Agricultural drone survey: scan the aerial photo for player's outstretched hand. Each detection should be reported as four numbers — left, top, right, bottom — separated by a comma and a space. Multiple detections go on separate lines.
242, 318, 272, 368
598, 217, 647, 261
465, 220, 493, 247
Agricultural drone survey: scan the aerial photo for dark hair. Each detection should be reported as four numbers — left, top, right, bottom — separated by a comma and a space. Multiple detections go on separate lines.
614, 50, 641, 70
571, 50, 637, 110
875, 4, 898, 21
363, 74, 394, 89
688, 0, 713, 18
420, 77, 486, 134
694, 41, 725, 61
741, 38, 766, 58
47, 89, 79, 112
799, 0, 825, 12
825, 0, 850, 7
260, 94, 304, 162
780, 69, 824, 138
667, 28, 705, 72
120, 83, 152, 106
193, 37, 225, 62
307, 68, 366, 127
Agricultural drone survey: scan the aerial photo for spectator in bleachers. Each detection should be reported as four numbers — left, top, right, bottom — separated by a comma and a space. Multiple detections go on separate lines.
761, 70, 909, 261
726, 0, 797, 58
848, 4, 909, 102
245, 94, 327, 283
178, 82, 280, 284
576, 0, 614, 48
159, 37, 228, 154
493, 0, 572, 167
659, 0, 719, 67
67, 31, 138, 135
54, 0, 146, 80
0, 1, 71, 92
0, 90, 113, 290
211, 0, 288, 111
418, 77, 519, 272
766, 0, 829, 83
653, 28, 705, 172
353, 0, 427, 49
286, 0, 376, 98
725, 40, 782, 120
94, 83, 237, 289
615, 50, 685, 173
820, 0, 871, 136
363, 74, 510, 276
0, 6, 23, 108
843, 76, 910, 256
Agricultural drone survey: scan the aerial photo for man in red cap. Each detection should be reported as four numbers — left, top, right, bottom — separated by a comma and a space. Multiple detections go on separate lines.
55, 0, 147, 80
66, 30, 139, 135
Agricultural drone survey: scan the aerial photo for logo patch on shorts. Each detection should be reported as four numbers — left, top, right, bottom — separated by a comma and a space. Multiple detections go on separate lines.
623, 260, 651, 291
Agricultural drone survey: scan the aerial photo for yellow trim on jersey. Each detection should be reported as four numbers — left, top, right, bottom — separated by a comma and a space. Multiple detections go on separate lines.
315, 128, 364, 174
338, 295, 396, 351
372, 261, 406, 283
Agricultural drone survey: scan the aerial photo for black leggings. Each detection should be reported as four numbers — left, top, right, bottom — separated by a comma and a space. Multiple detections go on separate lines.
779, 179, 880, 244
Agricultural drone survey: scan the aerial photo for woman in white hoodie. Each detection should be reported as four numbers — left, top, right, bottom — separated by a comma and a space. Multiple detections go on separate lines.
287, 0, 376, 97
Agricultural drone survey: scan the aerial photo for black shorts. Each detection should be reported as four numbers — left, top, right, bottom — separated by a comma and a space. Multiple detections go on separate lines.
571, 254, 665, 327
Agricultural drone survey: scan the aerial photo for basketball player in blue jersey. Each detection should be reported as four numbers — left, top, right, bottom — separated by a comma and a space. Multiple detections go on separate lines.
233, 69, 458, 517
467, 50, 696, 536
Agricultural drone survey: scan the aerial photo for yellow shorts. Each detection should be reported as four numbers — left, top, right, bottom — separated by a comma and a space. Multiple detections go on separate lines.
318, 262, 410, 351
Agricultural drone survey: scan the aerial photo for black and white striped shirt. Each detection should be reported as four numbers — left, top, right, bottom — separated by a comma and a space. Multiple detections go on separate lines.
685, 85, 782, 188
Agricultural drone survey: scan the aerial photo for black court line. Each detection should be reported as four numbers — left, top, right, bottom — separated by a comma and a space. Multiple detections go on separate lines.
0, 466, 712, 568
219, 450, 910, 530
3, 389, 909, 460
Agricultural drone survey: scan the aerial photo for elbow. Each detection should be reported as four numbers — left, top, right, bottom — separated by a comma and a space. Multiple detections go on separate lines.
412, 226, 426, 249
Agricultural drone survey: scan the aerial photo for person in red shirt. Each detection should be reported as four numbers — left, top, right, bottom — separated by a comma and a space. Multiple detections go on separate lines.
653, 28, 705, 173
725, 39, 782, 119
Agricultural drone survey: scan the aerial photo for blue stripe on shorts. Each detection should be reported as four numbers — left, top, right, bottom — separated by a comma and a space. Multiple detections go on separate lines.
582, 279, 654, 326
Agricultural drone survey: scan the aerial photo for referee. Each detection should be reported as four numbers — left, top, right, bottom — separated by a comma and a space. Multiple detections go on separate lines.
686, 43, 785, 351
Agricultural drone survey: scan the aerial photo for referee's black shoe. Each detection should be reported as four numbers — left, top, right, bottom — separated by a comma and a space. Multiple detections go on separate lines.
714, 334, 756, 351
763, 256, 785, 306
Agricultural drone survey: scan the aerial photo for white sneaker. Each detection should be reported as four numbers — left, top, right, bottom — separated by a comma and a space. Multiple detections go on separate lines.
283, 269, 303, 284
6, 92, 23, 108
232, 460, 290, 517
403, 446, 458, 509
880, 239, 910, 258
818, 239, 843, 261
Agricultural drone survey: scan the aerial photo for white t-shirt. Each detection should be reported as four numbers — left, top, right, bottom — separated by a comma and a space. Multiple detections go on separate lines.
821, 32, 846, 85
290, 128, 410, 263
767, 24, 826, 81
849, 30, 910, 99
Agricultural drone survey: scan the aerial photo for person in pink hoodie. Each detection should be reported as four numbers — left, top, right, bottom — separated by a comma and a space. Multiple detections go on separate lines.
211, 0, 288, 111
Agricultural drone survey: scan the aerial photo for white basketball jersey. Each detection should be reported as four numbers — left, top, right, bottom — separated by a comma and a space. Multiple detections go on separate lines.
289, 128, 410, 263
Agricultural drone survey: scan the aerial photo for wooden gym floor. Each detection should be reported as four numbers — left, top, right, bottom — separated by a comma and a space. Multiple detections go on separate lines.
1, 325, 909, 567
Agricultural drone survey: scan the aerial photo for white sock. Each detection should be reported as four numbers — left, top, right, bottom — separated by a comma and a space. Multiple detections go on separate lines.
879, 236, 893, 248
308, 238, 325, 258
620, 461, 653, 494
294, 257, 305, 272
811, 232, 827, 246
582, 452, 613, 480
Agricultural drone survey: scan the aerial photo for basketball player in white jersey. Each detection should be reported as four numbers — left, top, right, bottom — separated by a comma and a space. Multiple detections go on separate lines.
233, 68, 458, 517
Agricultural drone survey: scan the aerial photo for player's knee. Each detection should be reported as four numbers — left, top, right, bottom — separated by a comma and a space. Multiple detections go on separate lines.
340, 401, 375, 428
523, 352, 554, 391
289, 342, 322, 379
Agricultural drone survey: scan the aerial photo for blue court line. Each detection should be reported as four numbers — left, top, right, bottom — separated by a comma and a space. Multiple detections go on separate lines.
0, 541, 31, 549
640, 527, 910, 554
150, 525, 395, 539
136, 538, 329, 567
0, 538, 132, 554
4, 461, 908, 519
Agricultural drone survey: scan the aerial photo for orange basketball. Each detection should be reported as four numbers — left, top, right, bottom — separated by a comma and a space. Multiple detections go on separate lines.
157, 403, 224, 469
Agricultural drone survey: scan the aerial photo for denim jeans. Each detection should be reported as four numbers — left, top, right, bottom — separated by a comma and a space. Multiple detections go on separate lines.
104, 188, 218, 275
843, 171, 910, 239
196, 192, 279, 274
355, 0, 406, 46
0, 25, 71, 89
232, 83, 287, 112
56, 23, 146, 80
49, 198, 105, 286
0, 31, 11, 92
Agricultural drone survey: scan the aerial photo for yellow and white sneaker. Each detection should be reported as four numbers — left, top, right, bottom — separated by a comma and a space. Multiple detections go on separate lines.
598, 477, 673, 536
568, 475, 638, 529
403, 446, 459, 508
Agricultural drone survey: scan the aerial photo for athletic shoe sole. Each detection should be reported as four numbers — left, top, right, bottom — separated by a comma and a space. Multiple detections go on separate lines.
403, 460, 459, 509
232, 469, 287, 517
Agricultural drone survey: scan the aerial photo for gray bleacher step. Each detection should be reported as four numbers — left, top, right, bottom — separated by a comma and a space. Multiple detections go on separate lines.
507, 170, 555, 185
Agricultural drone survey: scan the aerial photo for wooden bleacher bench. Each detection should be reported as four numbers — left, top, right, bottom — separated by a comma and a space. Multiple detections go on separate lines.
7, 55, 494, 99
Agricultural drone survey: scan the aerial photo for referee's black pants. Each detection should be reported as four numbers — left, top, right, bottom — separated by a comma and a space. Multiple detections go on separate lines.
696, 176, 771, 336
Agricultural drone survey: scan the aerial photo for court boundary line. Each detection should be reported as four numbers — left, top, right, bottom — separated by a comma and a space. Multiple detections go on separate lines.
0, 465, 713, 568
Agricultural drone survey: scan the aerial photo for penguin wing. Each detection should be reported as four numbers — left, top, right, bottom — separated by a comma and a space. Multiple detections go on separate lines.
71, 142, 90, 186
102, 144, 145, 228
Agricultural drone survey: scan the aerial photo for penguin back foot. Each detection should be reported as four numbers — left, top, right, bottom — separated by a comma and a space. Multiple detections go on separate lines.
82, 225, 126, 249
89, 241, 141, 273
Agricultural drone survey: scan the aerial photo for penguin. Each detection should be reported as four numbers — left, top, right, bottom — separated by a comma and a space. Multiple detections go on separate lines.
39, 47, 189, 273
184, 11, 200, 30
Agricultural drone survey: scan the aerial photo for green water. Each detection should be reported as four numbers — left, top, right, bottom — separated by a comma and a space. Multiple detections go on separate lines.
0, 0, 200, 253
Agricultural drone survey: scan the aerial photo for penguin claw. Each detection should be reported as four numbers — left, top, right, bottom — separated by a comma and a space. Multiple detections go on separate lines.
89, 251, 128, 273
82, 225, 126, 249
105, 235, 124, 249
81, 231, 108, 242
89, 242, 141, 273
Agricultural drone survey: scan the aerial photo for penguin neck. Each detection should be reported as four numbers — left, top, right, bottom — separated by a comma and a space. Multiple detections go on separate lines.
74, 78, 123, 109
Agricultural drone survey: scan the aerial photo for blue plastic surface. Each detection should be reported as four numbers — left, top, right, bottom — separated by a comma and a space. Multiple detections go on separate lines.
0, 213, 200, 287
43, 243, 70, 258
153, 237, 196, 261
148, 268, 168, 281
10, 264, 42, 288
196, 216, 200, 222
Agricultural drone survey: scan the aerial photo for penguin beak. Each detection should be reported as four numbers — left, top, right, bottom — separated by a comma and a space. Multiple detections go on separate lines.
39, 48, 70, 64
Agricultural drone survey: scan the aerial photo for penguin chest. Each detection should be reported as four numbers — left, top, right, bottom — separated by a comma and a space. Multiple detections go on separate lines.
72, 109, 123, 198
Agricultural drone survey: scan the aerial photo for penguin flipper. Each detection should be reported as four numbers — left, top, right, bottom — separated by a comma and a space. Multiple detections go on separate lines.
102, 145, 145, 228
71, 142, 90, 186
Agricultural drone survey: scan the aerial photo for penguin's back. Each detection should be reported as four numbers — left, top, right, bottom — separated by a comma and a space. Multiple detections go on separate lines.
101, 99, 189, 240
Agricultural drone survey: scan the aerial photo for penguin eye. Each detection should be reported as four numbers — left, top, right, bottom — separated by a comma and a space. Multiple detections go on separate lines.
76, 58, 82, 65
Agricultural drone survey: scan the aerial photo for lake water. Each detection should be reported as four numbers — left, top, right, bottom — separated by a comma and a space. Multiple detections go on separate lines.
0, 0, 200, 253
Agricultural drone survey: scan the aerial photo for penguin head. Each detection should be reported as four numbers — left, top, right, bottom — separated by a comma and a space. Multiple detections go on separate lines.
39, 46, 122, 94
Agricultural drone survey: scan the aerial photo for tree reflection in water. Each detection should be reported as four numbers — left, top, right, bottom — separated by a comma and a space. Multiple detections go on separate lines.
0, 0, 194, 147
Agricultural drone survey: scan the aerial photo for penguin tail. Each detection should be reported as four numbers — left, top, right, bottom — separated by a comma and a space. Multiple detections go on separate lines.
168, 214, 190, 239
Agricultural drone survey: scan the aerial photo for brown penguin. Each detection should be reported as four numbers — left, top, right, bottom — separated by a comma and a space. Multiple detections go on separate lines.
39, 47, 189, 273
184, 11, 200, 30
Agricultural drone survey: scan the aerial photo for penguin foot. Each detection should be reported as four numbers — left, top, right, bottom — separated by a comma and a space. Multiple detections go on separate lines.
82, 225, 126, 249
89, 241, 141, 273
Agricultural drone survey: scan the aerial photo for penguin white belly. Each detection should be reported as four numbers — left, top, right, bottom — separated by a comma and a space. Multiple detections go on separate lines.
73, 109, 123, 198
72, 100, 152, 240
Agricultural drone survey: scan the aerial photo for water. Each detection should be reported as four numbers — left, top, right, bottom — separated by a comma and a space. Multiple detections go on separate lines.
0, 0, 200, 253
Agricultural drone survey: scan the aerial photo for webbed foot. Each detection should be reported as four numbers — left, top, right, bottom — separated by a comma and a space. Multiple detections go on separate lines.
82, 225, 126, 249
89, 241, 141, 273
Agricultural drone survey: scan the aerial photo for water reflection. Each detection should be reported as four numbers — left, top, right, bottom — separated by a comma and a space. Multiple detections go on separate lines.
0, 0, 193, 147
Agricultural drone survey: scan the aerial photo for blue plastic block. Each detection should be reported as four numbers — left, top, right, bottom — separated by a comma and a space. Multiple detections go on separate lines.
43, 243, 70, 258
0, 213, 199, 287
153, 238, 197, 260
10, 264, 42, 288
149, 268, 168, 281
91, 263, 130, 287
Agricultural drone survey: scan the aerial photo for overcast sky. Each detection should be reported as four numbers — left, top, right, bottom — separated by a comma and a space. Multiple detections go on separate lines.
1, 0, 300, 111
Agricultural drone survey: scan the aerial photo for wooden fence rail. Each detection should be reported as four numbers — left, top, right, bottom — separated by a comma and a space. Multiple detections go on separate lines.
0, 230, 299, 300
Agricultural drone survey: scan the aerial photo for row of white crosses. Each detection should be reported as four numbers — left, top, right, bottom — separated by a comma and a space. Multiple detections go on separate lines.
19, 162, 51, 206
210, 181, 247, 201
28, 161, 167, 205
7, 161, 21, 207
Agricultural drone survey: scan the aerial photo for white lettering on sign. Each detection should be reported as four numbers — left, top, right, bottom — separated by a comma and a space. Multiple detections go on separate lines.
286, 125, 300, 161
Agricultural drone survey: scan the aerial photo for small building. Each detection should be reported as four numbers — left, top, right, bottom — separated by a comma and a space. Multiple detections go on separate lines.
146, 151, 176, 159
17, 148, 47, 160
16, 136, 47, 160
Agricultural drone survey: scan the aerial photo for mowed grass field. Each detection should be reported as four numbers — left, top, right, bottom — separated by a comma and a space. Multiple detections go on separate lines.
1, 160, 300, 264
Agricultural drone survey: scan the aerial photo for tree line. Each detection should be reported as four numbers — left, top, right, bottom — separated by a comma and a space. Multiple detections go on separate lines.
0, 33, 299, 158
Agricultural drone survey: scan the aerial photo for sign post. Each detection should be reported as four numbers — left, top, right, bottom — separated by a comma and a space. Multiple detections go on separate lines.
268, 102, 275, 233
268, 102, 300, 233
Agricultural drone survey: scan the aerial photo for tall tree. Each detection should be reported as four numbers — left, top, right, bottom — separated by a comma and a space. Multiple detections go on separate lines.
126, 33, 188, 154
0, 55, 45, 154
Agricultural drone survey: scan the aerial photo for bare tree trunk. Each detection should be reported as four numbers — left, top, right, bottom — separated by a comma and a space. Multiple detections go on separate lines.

################

# Task
Begin with the line that contains "Agricultural drone survey: scan the aerial photo for mowed" and end with the last line of the data. Repeat those two lines and all between them exactly.

# Response for this exercise
Agricultural drone survey: scan the aerial photo for mowed grass field. Each detection should be reported as four numbers — left, top, right, bottom — separated by a comma and a space. Multiple detections go on separate lines.
1, 160, 300, 264
Agricultural drone survey: scan the aerial photo for tree line. Each detection should be reported as four numbers — left, top, right, bottom — separated by a comma and a space. Multiple detections go on separate lines.
0, 33, 299, 158
Agricultural drone survey: scan the aerial photo for sign post. Each detection should be reported as four numbers — left, top, right, bottom — separated by a comma and a space. Multiple detections go on separate lines.
268, 102, 275, 233
268, 102, 300, 233
Agricultural drone survey: scan the aerial photo for tall tree. Each detection should be reported as four numbers — left, top, right, bottom — separated by a comma and a space. Multiple detections go on separate lines.
126, 33, 188, 154
0, 55, 45, 154
Agricultural drone survey: scan the aerial photo for bare tree trunk. Each detection should be reported as four numbers — left, top, right, bottom — separated by a comma and a space. Multiple detections go on separate lines.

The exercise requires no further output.